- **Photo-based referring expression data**
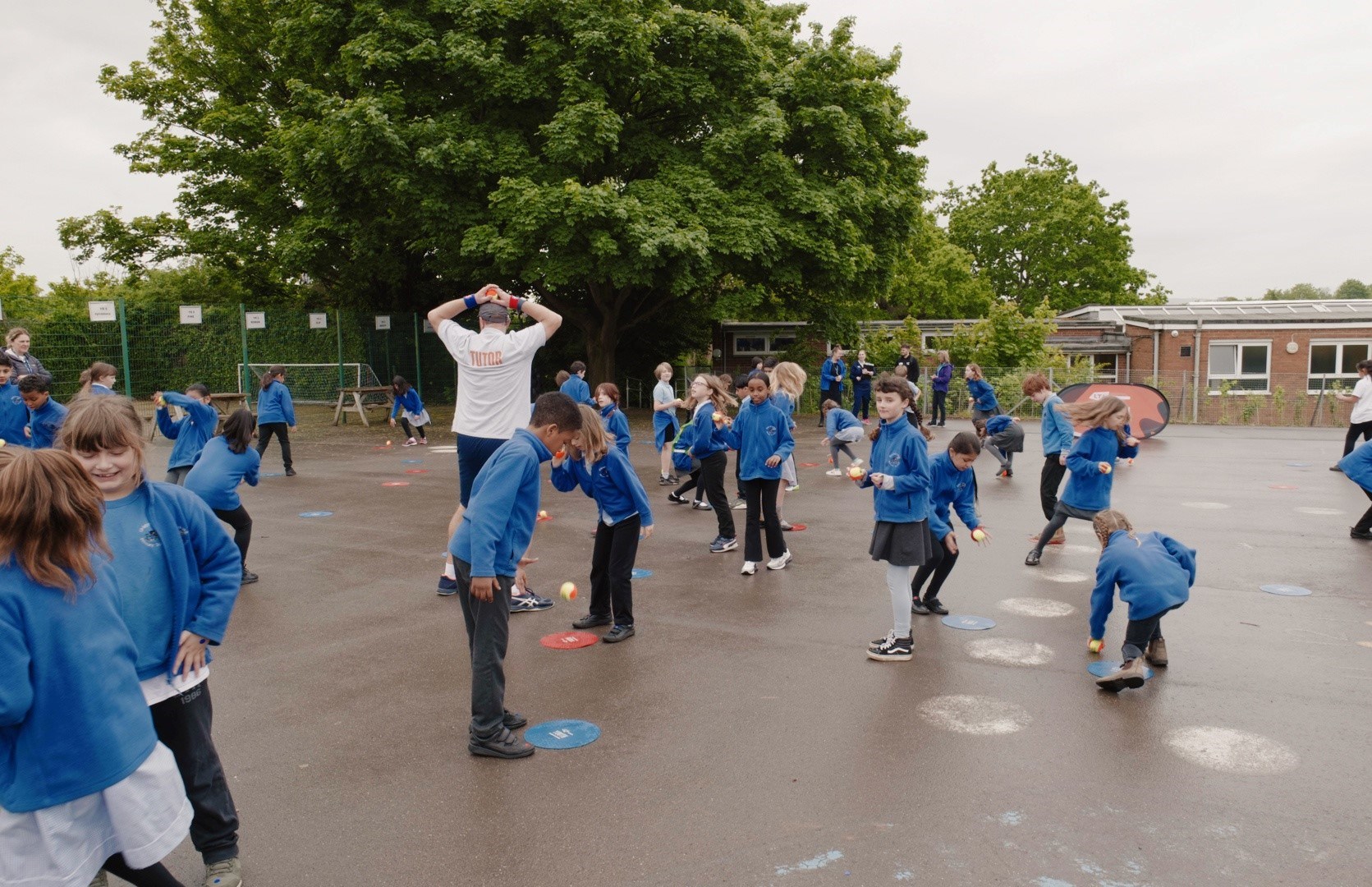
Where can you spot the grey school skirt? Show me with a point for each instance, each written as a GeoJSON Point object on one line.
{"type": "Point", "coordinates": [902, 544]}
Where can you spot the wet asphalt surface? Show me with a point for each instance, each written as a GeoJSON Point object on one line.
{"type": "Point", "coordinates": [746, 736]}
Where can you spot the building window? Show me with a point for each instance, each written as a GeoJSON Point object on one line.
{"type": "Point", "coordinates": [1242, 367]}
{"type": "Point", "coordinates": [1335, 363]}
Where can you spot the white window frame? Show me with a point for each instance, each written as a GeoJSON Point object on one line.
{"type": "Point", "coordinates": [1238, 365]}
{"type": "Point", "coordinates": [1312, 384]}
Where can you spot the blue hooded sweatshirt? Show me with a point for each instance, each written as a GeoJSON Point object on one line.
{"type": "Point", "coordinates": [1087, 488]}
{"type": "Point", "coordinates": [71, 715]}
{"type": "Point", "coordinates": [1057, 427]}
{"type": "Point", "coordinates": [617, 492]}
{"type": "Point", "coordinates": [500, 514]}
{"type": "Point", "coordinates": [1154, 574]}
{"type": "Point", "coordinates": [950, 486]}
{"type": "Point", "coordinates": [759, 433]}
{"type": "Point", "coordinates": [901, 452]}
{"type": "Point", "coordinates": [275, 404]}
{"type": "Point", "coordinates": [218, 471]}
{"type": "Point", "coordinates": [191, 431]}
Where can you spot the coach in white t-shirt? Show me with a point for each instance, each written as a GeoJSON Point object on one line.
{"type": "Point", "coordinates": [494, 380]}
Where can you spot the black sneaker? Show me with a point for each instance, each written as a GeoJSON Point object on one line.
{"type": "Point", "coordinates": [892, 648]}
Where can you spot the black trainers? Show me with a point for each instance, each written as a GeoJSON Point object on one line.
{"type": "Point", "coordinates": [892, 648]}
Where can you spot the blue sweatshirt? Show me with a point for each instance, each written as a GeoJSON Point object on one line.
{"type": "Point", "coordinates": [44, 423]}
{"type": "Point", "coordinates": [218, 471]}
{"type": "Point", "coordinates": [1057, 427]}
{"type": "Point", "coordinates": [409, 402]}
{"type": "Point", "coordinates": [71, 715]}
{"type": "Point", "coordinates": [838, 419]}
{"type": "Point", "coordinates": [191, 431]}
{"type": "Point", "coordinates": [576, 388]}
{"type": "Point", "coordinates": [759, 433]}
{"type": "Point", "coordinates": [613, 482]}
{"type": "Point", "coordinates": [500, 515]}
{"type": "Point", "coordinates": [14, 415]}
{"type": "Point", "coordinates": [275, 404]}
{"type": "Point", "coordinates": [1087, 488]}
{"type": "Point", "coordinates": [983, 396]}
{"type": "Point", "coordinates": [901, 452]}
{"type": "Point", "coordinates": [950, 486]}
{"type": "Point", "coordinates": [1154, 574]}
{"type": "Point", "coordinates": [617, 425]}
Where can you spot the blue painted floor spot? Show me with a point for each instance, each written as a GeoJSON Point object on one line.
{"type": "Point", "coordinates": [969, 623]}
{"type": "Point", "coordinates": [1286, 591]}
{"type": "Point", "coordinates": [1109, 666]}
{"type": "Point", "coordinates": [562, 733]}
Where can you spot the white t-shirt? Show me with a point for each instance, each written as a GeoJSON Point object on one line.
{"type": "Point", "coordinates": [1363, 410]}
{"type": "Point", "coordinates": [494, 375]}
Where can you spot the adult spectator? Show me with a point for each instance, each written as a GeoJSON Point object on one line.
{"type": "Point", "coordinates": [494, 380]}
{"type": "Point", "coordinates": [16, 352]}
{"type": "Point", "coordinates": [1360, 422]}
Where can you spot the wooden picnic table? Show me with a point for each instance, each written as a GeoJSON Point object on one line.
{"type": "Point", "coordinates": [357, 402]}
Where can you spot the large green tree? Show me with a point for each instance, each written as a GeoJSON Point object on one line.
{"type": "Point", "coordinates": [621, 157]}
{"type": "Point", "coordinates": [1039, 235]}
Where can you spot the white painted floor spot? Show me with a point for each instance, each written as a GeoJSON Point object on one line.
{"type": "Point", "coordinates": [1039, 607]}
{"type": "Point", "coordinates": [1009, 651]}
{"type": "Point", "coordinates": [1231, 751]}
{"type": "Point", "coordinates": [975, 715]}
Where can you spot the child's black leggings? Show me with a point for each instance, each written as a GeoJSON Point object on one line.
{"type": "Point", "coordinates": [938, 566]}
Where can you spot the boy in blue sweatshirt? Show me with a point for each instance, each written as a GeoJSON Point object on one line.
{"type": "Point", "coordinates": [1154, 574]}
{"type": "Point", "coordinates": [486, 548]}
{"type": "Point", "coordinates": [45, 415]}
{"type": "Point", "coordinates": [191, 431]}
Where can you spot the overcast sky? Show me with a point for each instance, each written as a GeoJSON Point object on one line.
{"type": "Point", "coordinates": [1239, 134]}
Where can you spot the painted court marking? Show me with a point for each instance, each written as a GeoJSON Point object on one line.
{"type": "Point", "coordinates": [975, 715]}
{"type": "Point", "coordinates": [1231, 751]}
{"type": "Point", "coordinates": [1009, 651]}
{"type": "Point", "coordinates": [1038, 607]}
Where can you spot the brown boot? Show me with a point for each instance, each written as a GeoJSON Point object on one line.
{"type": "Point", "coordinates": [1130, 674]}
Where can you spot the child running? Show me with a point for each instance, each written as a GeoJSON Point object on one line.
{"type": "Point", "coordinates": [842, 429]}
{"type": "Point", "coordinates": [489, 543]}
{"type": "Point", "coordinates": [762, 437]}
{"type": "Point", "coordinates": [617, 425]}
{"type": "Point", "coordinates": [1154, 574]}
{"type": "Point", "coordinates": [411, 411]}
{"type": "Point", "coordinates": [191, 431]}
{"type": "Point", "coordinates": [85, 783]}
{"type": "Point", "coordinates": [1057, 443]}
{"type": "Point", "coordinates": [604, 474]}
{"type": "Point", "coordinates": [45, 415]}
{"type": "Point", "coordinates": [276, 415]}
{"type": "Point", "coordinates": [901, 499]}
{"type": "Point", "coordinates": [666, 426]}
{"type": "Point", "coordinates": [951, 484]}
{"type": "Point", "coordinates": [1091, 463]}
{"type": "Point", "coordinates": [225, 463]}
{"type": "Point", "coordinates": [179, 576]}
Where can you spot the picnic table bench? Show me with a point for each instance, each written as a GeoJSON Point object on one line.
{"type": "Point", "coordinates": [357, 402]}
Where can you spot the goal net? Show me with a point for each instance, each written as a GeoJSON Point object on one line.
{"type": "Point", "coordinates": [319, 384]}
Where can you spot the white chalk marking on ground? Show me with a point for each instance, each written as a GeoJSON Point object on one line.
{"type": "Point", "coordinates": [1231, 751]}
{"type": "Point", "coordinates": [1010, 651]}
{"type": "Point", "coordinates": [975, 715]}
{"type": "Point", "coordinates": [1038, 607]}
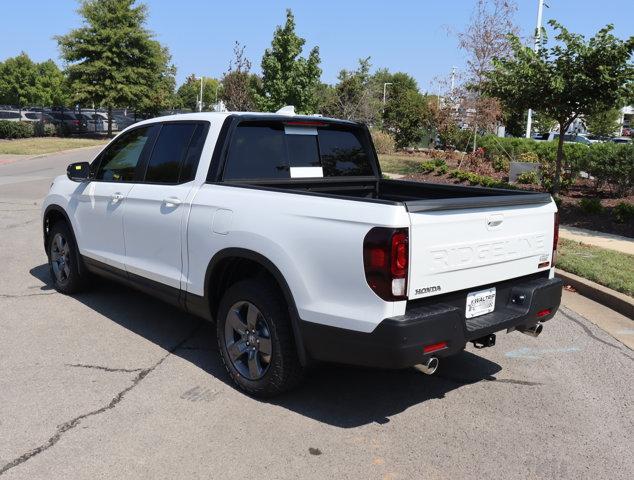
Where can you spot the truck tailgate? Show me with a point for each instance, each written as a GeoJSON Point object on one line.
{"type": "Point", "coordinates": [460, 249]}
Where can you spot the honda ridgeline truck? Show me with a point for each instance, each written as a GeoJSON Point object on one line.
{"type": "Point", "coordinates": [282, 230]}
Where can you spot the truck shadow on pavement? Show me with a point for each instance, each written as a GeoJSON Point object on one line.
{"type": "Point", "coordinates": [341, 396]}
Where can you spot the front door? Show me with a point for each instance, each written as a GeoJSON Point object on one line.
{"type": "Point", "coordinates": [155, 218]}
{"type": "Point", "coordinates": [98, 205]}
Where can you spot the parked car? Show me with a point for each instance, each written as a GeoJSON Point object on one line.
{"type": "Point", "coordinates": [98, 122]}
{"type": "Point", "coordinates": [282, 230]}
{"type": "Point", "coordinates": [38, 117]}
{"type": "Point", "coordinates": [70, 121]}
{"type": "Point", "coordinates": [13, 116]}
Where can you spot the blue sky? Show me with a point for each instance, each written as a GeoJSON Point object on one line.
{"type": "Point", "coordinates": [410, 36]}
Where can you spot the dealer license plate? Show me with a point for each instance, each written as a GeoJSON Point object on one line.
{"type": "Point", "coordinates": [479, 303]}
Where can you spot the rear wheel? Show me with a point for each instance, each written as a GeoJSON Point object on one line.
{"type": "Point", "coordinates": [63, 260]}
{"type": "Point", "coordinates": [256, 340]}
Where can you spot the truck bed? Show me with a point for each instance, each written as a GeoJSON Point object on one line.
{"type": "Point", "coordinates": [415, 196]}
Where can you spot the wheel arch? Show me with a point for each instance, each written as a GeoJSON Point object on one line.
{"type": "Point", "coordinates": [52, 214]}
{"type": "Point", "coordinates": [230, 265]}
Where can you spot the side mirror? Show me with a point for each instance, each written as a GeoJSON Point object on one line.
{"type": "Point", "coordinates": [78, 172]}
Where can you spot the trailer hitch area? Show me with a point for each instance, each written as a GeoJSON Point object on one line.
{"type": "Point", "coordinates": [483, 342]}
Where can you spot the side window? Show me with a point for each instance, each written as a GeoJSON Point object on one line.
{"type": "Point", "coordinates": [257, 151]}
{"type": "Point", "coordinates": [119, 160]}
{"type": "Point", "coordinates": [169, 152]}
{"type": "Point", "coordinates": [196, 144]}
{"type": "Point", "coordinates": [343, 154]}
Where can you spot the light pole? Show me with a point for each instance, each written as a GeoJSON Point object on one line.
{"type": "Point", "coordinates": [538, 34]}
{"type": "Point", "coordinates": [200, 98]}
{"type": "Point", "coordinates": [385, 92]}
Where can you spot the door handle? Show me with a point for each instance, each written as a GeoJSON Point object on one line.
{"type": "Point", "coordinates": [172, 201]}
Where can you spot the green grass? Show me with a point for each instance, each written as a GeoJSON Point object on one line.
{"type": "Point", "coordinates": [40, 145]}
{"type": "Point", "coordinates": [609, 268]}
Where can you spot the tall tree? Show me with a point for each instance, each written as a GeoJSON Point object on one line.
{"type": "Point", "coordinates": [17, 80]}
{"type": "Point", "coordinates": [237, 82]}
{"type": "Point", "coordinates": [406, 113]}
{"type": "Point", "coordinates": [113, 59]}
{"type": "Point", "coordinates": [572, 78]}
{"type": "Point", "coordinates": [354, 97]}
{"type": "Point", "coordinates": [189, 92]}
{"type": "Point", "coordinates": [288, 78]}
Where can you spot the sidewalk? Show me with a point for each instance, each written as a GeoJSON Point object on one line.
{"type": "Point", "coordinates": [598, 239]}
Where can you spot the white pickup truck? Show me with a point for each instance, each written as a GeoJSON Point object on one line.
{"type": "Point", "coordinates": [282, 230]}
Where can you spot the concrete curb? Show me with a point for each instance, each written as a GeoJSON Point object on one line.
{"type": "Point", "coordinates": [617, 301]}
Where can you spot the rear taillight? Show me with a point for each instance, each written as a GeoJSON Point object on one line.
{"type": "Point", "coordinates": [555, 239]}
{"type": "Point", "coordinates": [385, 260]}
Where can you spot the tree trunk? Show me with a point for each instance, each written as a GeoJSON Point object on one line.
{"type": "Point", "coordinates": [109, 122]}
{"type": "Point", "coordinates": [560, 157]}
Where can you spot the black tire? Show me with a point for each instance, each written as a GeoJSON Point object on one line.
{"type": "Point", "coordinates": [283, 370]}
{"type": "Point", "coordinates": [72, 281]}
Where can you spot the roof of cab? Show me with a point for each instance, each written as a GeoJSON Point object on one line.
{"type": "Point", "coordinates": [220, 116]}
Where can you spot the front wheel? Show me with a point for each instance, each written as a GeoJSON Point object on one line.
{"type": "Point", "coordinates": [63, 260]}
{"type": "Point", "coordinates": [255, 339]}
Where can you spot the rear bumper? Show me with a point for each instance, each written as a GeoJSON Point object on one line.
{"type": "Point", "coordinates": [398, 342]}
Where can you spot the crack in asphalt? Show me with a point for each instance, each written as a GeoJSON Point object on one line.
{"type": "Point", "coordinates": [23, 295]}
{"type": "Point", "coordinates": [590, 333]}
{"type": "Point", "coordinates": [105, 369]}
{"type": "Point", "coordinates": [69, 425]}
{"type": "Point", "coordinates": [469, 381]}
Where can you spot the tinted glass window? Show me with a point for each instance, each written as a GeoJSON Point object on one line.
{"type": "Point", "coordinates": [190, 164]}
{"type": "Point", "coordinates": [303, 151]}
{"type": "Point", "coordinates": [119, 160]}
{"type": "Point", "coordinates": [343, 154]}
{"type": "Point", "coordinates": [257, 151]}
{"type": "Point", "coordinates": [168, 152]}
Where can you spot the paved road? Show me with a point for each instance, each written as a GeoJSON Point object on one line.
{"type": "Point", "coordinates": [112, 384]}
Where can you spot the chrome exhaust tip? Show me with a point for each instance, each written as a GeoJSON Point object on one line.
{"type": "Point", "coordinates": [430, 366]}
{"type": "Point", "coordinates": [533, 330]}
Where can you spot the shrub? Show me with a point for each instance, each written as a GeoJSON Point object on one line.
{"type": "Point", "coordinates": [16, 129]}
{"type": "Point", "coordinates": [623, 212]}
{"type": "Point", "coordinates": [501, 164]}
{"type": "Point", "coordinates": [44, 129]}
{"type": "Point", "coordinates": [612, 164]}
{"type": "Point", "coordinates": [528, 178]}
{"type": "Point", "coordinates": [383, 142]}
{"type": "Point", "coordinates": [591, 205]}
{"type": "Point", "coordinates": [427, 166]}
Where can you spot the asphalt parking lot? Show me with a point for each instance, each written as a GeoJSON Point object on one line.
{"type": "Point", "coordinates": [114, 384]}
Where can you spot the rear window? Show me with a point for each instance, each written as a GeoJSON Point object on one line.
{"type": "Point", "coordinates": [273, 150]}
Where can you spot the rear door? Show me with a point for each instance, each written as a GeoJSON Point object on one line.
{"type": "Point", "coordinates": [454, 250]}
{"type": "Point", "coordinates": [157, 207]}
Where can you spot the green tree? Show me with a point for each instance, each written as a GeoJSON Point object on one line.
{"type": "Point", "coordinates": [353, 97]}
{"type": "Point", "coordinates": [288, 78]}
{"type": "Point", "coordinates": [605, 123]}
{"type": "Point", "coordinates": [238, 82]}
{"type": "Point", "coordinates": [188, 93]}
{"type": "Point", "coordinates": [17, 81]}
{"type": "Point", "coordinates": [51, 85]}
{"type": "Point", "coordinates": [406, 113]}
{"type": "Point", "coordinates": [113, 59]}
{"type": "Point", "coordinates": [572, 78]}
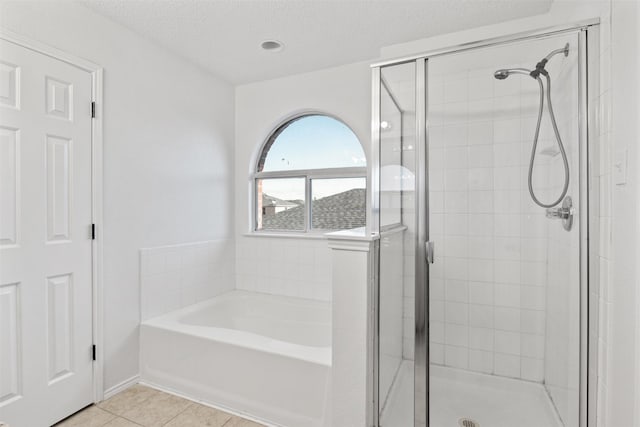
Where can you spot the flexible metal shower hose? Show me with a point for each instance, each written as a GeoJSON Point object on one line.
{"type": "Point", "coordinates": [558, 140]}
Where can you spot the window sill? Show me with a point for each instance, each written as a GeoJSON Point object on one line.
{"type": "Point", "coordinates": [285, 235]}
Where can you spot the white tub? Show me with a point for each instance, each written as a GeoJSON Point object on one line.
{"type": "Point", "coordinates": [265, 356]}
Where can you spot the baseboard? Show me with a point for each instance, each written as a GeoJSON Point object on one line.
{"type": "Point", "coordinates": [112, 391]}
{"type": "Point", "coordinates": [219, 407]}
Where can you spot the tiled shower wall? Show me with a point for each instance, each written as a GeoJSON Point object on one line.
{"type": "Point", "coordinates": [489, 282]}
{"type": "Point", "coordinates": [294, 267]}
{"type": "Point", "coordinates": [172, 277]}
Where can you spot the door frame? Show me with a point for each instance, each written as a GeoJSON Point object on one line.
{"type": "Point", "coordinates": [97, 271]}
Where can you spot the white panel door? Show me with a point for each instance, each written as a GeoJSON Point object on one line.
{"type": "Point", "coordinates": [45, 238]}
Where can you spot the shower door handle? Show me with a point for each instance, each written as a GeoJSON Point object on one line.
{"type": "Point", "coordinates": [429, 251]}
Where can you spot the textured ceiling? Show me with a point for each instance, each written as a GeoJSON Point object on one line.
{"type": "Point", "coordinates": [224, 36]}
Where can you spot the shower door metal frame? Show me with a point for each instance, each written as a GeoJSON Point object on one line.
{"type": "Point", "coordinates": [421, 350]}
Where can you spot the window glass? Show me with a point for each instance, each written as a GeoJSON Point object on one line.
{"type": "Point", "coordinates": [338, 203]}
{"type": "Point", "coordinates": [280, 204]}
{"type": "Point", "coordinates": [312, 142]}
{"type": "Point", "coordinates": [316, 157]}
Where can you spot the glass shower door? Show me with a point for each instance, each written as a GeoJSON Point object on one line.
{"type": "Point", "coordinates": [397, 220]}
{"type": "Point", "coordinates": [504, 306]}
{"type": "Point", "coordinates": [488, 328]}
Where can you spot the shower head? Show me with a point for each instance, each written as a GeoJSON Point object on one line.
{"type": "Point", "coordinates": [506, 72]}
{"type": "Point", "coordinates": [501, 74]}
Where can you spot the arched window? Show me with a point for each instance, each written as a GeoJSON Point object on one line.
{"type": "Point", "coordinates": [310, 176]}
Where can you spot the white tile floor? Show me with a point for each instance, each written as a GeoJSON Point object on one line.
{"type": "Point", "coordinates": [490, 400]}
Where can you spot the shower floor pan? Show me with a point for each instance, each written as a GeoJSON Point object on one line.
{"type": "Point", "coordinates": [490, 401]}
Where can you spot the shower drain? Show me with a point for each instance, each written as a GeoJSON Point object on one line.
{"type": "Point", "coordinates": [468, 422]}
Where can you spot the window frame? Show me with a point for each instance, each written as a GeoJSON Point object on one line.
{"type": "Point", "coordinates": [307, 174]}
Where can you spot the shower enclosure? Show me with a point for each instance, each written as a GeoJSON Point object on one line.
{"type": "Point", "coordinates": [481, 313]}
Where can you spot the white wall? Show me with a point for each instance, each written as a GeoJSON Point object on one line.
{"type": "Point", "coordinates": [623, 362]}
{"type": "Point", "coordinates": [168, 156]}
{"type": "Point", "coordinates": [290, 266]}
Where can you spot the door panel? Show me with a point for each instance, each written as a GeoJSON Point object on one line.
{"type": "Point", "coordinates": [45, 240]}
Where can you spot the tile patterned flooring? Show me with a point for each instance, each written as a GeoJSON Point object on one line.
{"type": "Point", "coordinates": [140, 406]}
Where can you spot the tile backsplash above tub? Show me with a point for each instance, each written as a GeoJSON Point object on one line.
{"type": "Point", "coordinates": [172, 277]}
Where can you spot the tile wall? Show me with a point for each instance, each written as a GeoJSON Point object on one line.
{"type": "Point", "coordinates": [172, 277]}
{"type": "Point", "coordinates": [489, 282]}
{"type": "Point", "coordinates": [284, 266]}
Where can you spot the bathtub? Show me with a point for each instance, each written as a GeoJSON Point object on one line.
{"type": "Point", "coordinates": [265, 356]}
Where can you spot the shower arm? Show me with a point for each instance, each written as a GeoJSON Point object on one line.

- **Work instruction**
Set down the lines from the one with "Where can you spot the shower drain?" through the end of the data above. Keep each exactly as written and add no other line.

- **Written answer**
Where can you spot the shower drain? Show me with a point for each instance, each written as a GeoJSON Point object on one line.
{"type": "Point", "coordinates": [468, 422]}
Where can you spot the window frame? Show me with a point for each instance, each written as a GeoJSON Point object on one line.
{"type": "Point", "coordinates": [307, 174]}
Where can you spot the shower enclosure? Show me with a point for each instance, each written as a GeoJSON Point object on one line.
{"type": "Point", "coordinates": [481, 313]}
Where can you spot the white wall? Show me with a point for each instance, each written as a GeoJSON Point object on one line.
{"type": "Point", "coordinates": [623, 362]}
{"type": "Point", "coordinates": [168, 156]}
{"type": "Point", "coordinates": [290, 266]}
Where can you spot the door panel? Show me with a point for each instance, each written as a GeoJSON Point object on one line.
{"type": "Point", "coordinates": [45, 240]}
Where can you spot the tile patterned flooring? Show me with a point for each instance, each written as a GeoJSON Point object on one line.
{"type": "Point", "coordinates": [140, 406]}
Where can you spot the tile backsplash above tub? Show me with a point for each instance, each written as a GeoJSON Point object on one line.
{"type": "Point", "coordinates": [172, 277]}
Where can you spot the tile wall? Show me with a point for each instance, each written as a GeoJSON Point object on one line.
{"type": "Point", "coordinates": [172, 277]}
{"type": "Point", "coordinates": [489, 282]}
{"type": "Point", "coordinates": [284, 266]}
Where can you spot the bathtub? Show me with a point for each instance, each written as a GeoJSON Point object on one line.
{"type": "Point", "coordinates": [265, 356]}
Where can you spot the shower arm? Show me with a point for each instance, each written as a GeoJSON Point object on one line.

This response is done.